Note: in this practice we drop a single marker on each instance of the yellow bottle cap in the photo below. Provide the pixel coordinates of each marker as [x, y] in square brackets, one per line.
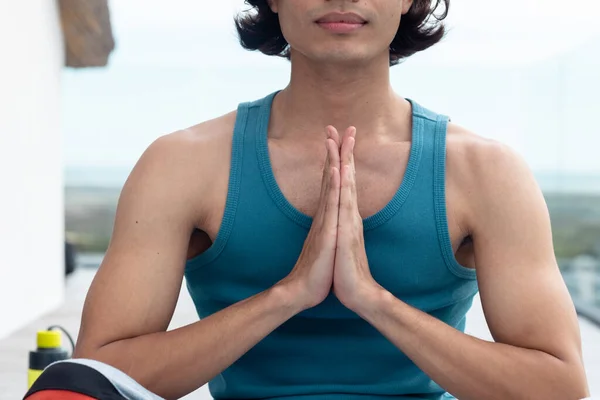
[49, 339]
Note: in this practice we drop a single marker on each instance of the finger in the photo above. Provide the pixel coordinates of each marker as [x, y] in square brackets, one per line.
[352, 142]
[347, 203]
[326, 181]
[333, 201]
[346, 152]
[334, 134]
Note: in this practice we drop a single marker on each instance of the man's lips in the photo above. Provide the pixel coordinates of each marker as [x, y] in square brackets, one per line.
[341, 22]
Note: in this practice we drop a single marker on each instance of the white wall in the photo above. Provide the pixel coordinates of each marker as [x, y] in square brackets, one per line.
[31, 197]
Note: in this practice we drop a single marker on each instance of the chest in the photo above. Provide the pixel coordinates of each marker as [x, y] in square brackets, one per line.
[380, 169]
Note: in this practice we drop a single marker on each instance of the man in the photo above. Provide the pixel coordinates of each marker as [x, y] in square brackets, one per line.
[335, 235]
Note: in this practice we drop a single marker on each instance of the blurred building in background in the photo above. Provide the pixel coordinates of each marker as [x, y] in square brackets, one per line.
[37, 39]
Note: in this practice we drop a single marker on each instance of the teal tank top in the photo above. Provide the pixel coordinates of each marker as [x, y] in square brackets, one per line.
[328, 352]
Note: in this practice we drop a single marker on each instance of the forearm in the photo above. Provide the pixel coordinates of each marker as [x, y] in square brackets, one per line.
[175, 363]
[468, 367]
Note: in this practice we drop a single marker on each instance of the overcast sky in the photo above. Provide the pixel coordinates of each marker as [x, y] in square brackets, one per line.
[520, 71]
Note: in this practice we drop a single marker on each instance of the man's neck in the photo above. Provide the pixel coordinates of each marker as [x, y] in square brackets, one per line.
[360, 96]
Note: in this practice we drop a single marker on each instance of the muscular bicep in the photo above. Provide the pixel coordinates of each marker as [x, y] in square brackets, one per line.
[524, 297]
[136, 288]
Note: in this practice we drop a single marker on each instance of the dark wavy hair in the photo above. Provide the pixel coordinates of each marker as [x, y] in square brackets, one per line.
[421, 28]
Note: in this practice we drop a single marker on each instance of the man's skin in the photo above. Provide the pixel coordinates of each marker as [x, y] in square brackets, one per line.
[172, 205]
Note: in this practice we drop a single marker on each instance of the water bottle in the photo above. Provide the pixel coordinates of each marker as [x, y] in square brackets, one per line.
[49, 350]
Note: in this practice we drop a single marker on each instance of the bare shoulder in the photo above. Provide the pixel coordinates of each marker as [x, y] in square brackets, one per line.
[192, 154]
[486, 163]
[185, 165]
[199, 145]
[487, 174]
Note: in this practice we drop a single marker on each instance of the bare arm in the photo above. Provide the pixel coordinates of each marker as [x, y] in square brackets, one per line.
[133, 296]
[537, 353]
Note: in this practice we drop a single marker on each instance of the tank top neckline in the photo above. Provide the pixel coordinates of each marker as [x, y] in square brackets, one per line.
[371, 222]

■ What is asked
Reproduce, word for word, only the lines from the one that contains "of the forearm" through the final line.

■ Finished task
Note: in this practice we drop a single marker on each instance of the forearm in the photo above. Provide the pixel coordinates of each marker as [x, y] in square brackets, one per line.
[175, 363]
[468, 367]
Note: in this practice we drop a single marker on each instance of the overcast sky in the photo above. Provide the pixel coordinates of each marker as [x, y] in square brackets, one per line.
[520, 71]
Note: in this practice we drop a single marker on each instance of the man's neck in the photo above. Provide the pixel coordinates of each marker as [x, y] in square brackets, one per line.
[360, 96]
Note: in this practice we drop a single marker on each instance of the muscular bicep in the photo above. Provide the pixel coordinates of each marker as [x, y] in square brackets, one per line.
[524, 297]
[136, 288]
Note: in this practice we drop a single marker on each instance of the dark wavy hair in the photo above. Provide the pixel coordinates of each marker as [x, y] in square brackets, one per line.
[421, 28]
Note: in this practice we drop a single marker on each instance of the man's skin in the photo above. Provide the pixel coordinates of each marker as [x, y] in square brackets, one per line.
[172, 205]
Note: in this practice we drop a single marker on each instance of the water bottle in the photo above. Provide the pixel coordinates of each marker as [x, y] in square brackets, one per line.
[49, 350]
Note: in this practice we drop a single marker on each instance of the bare shoulder in the photo above. Provide the pixel coordinates of each marker as [x, y] in square brackets, one per line.
[192, 154]
[486, 163]
[185, 165]
[199, 145]
[487, 174]
Note: in this practice we drop a single marker on each instance of the bare arm in the photo above. Provide the pixel coordinates of each marker as [x, y] in square brackets, one per line.
[133, 296]
[537, 353]
Note: in this practice we drop a single marker on each instance of the tank top neckline in the photo above. Provide the pixel coordinates of each marker as [x, y] in square brackets, one per line.
[371, 222]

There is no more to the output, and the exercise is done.